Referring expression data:
_____
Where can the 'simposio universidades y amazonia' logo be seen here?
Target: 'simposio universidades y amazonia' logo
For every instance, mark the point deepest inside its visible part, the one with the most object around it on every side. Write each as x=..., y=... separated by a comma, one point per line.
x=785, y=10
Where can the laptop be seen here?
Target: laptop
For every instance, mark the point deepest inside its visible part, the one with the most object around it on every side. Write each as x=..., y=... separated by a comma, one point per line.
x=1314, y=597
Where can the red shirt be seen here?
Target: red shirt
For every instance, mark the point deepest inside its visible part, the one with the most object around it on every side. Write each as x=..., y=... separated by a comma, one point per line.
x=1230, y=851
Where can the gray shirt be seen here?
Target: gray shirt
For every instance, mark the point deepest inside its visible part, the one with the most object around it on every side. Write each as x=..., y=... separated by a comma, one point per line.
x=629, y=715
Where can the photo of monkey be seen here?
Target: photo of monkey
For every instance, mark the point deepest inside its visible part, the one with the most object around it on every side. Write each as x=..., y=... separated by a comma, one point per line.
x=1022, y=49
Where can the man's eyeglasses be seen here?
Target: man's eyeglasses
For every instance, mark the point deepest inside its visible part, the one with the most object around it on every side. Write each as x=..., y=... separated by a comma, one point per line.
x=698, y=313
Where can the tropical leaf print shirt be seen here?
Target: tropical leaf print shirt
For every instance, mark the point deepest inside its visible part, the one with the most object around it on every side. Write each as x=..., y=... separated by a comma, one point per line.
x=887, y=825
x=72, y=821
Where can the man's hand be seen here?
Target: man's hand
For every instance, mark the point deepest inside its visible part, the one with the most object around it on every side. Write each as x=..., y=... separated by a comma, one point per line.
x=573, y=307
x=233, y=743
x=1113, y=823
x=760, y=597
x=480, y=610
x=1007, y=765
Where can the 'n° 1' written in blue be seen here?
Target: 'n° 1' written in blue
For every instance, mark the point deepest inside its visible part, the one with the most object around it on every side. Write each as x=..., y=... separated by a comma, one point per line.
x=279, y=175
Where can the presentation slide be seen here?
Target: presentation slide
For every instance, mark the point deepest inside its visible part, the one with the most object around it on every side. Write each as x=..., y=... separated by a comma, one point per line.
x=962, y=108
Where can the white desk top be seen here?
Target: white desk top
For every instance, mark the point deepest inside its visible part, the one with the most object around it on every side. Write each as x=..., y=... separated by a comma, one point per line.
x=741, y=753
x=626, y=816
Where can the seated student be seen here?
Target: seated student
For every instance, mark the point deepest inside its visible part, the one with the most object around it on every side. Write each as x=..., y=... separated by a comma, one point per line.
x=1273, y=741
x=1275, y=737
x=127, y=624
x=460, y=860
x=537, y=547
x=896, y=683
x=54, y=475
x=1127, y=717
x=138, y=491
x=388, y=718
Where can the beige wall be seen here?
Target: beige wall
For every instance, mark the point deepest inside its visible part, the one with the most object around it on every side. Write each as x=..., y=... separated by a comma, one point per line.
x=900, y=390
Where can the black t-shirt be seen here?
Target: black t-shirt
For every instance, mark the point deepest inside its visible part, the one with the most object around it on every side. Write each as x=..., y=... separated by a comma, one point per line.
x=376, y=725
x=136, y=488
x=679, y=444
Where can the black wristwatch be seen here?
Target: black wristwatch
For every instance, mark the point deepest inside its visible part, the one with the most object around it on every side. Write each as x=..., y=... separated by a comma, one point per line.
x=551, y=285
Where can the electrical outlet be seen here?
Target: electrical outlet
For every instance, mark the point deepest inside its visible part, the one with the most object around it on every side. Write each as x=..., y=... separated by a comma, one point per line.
_____
EXERCISE DETAILS:
Scan the data above and copy every line with "presentation" in it.

REPLY TO THE EXERCISE:
Where can the presentation slide be seen here?
Target: presentation slide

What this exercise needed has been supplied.